# Supplied text start

Thursday, July 8, 2010

A Walk Thru My Ozark Garden



      Our favorite place in the summer is the wrap-around-porch.  There is usually a breeze somewhere on that porch.  Our house was built on the basement of an old house that had burned.  Amazingly, the plan we had chosen was almost a perfect fit.  It was built by Amish builders.  The carved bear was done by them also.  The white hydranga is from my friend Mary Ruth's yard.  She is 94 and still lives by herself in a little stone cottage on a nearby farm.
                                                         


    
     My garden is like a memory book of family and friends.  I call this rose "Aunt Marie's Rose" after a dear lady in Jack's family.  I have given cuttings to many friends, who, in turn have also passed along cuttings.  It is a 'repeat' bloomer and will have another show of blooms in later summer.
                                
                                                                         
     These lilies came from my mother's yard on Jackson Street in Hamburg.  I dug these bulbs and some of her prize iris rhizomes before she sold her home of 50 years.  It was the only house I really remember living in.  Lots of sweet memories left behind....   The old picket fence came with the yard.  Every year Jack props it up and says it probably won't make it through the next winter!

# Supplied text end
# Record set start

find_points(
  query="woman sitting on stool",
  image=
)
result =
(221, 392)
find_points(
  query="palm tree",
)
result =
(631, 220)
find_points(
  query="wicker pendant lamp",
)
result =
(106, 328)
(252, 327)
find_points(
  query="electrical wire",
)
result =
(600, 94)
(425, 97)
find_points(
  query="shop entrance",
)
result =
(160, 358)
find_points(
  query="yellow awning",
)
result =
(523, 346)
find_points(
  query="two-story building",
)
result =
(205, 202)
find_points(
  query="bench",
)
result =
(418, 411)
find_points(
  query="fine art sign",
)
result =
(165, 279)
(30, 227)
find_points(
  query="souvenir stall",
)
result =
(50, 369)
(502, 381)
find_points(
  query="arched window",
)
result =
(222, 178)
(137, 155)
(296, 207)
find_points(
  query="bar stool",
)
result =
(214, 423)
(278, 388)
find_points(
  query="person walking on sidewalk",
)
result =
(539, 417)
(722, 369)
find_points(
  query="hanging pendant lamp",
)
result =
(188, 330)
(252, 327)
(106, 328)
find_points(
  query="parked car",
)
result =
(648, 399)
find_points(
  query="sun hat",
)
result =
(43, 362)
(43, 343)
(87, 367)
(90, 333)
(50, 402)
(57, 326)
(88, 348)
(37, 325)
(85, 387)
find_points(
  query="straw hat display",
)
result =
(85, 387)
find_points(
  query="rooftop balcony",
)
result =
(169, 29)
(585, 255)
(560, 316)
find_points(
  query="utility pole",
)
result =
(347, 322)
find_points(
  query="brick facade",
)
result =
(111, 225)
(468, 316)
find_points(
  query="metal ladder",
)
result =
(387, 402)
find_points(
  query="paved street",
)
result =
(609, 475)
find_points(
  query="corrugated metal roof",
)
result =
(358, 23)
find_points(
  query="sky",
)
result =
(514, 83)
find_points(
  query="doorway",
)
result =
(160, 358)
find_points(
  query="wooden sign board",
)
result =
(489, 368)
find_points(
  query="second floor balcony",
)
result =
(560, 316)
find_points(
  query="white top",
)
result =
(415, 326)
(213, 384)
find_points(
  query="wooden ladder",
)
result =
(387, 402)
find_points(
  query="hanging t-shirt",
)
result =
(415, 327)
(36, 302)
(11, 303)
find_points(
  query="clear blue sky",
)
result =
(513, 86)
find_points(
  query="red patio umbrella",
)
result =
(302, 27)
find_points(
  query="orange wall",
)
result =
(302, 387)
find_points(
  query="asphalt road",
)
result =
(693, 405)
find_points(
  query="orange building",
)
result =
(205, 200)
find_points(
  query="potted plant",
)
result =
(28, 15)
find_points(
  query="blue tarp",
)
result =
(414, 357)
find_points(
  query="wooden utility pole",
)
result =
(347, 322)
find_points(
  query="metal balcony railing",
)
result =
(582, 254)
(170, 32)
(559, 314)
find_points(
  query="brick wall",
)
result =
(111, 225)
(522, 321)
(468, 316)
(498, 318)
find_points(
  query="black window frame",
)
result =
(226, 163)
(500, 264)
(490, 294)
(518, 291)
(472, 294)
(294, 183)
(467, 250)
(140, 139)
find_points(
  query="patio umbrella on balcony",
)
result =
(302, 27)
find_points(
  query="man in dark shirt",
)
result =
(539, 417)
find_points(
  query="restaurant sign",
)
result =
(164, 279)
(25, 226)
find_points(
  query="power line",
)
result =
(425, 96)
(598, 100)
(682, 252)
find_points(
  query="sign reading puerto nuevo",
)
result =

# Record set end

## Problems
(a) Answer these from the Ozark garden post:
(i) Who built the house?
(ii) What name is given to the rose?
(iii) Where did the lilies come from?
(b) For each statement, say yes or no to whether it agrees with the Ozark garden post, and quote the words that decide it:
(i) Mary Ruth lives with her family on a farm.
(ii) The rose blooms only once each year.
(iii) The house was built on the basement of an old house that had burned.

## The answers
(a)
(i) Amish builders
(ii) "Aunt Marie's Rose"
(iii) The writer's mother's yard on Jackson Street in Hamburg

(b)
(i) No: "She is 94 and still lives by herself in a little stone cottage on a nearby farm."
(ii) No: "It is a 'repeat' bloomer and will have another show of blooms in later summer."
(iii) Yes: "Our house was built on the basement of an old house that had burned."